任务要求 >>
1) 根据GIN索引摘录，用一到三句话说明GIN这样设计的原因，以及使用bitmap index scan的好处。
2) 请从GIN索引摘录的末尾接着往下写。

正文摘录 >>
但是GIN这么设计是有原因的,因为数组中可能存在大量的重复值。
例如我需要找的element有3个1,2,3,假设一共有10万条记录.
而1,2,3对应的ctid中可能存在大量重复的page,那么使用bitmap index scan就可以大大减少离散扫描的情况。
对于获取大量离散存放的堆数据是有奇效的。
而如果获取的记录数比较少,并且数据库的shared buffer足够大的话,完全没有必要bitmap index scan效果一般。
下面扩展一下,另一个例子,使用btree_gin使得一些标准类型也支持GIN索引,因此可以用它来建立联合索引。
联合索引一般用在一个字段选择性不好,但几个字段组合起来选择性就比较好的情况。
例子
postgres=# create extension btree_gin;
CREATE EXTENSION
postgres=# create table t4(id int, info int[]);
CREATE TABLE
postgres=# insert into t4 select trunc(random()*1000), array_append(array[1,2,3], trunc(random()*1000)::int) from generate_series(1,100000);
INSERT 0 100000
postgres=# select * from t4 limit 10;
id | info
-----+-------------
588 | {1,2,3,835}
382 | {1,2,3,332}
817 | {1,2,3,476}
478 | {1,2,3,597}
928 | {1,2,3,714}
645 | {1,2,3,539}
457 | {1,2,3,536}
713 | {1,2,3,246}
842 | {1,2,3,545}
194 | {1,2,3,70}
(10 rows)

存储条目 >>

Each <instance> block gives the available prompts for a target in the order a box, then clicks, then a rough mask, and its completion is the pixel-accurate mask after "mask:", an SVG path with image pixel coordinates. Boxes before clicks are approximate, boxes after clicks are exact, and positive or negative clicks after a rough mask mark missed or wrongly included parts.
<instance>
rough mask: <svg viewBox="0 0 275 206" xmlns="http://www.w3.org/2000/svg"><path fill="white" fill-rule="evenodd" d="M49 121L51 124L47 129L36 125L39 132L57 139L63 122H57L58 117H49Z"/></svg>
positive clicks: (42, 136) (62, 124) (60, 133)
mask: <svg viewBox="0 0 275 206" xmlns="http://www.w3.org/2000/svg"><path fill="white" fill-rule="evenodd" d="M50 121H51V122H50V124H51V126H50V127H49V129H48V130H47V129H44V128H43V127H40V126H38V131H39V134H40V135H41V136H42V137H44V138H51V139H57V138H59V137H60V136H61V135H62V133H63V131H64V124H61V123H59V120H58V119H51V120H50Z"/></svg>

练习结果 >>
1) GIN这样设计是因为数组中可能存在大量重复值。例如要找的元素1、2、3对应的ctid中可能有大量重复的page，使用bitmap index scan就能大大减少离散扫描，对获取大量离散存放的堆数据很有效。

2)
postgres=# create index idx_t4 on t4 using gin(id,info);
CREATE INDEX
postgres=# explain (analyze,verbose,costs,timing,buffers) select * from t4 where id=10 and info && array[1,2,3];
QUERY PLAN
---------------------------------------------------------------------------------------------------------------------------
Bitmap Heap Scan on public.t4 (cost=10000000010.89..10000000111.71 rows=97 width=44) (actual time=1.572..1.737 rows=97 loops=1)
Output: id, info
Recheck Cond: ((t4.id = 10) AND (t4.info && '{1,2,3}'::integer[]))
Heap Blocks: exact=92
Buffers: shared hit=179
-> Bitmap Index Scan on idx_t4 (cost=0.00..10.87 rows=97 width=0) (actual time=1.554..1.554 rows=97 loops=1)
Index Cond: ((t4.id = 10) AND (t4.info && '{1,2,3}'::integer[]))
Buffers: shared hit=87
Planning time: 0.262 ms
Execution time: 1.786 ms
(10 rows)
gin的联合索引用在什么地方比较好?
使用索引对应字段上的条件可以将范围缩小到很小的场景。
如果不能这样,或者是btree就可以缩小到很小的范围,那么建议使用BTREE就够了。
或者是说使用了limit限制要取的记录数,那么使用btree也是更好的,因为btree可以走index scan也可以走bitmap index scan。适用于小数据量查询,也适用于大数据量查询。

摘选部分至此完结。